BEGIN MATERIAL PROVIDED

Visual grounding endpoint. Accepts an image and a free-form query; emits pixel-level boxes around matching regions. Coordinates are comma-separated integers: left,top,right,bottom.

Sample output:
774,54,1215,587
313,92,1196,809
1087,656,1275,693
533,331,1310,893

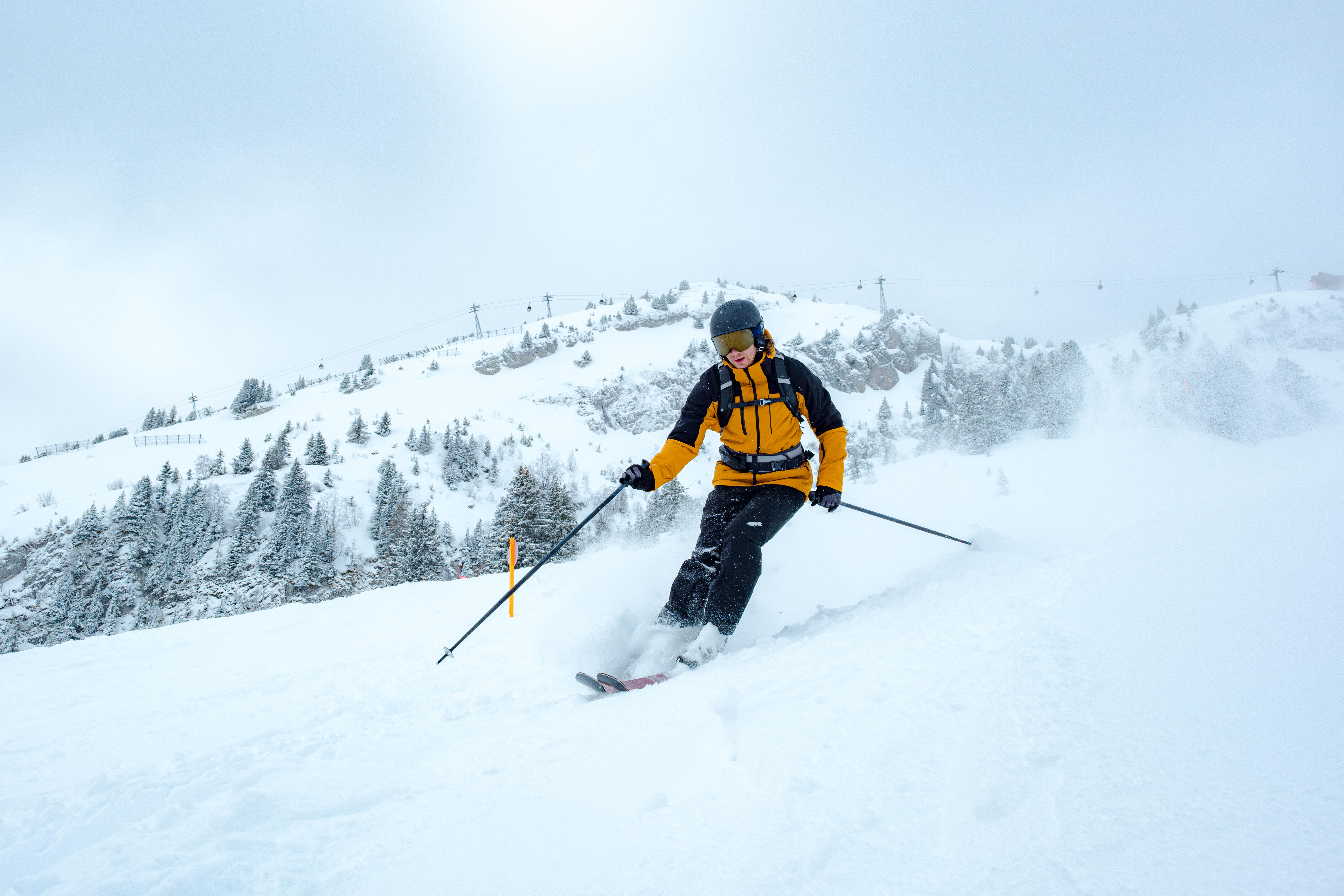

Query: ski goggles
714,329,755,356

END MATERIAL PROVIDED

**INSTRUCTION**
Give every line of the listing above as a numbered list, skipping blank lines and leaving out the picture.

**SOLVED PROBLEM**
1. Visual grounding endpoint. Accepts an image and a free-form query; emits pixel-level boxes around matching regions. Coordinates are comma-separated integers: left,top,right,bottom.
2. Sample output:
3. 774,54,1215,587
4. 313,92,1196,809
5. 1087,656,1275,693
6. 533,331,1310,893
7. Query: ski goggles
8. 714,329,755,356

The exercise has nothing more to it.